Assignment 1:
Answer these questions from the essay on fire in Great Expectations:
(a) What does the essay say the fire symbolizes?
(b) How does Pip travel to Satis House in Chapter XLIX?
(c) What words does Miss Havisham ask Pip to write under her name?
Assignment 2:
Can you write the next part of the essay on fire in Great Expectations, starting after its last sentence?

Document passage:
________________________
Thursday, May 31, 2012

What does fire symbolize in Great Expectations?

The fire that ignites Miss Havisham's decaying wedding dress and burns Pip's arms and hands symbolizes spiritual enlightenment.


In Chapter XLIX Pip responds to a note from Miss Havisham and travels by coach to Satis House where he finds her sitting in a larger room than her own. She rests in a "ragged chair" before the hearth, close to an ashy fire. After Pip enters, Miss Havisham informs him that she wants to fulfill an earlier request that Pip has made. Then, she inquires if she cannot serve Pip in another way, also. To her question Pip responds,



"Nothing. I thank you even more for the tone of the question. But, there is nothing."



After writing a note on Pip's behalf to Mr. Jaggers, Miss Havisham hands Pip the notepad on which she has just written and asks him to look at the "first leaf [page]" where her name is set down. 



"If you can ever write under my name, 'I forgive her,' though ever so long after my broken heart is dust--pray do it!"
________________________
Source data:
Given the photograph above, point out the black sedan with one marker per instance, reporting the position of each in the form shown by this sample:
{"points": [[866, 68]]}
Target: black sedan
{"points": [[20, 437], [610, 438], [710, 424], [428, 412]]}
________________________
Written response 1:
(a) Spiritual enlightenment.
(b) By coach.
(c) "I forgive her."

Written response 2:
Pip tells her he can sign his name immediately since he, too, needs forgiveness and direction. Then, he asks Miss Havisham about how she came to have Estella as her child; Miss Havisham tells him all she knows. Afterwards, Pip departs, but something tells Pip to assure himself that Miss Havisham is all right before he goes through the gate and heads back. So he glances through her window, and just as he turns to go, "a great flaming light spring[s] up" and Miss Havisham is running and screaming "with a whirl of fire blazing all about her." Pip rushes back to the room and throws his greatcoat over her to smother the flames. He pulls from a nearby table the old tablecloth, too, and finally succeeds in stopping the flames. Finally, Pip holds her until assistance is found. 
It is not until the surgeon arrives and tends Miss Havisham that Pip realizes that his own arms and hands have been burned because the burns are so severe that his nerve endings have also been burned.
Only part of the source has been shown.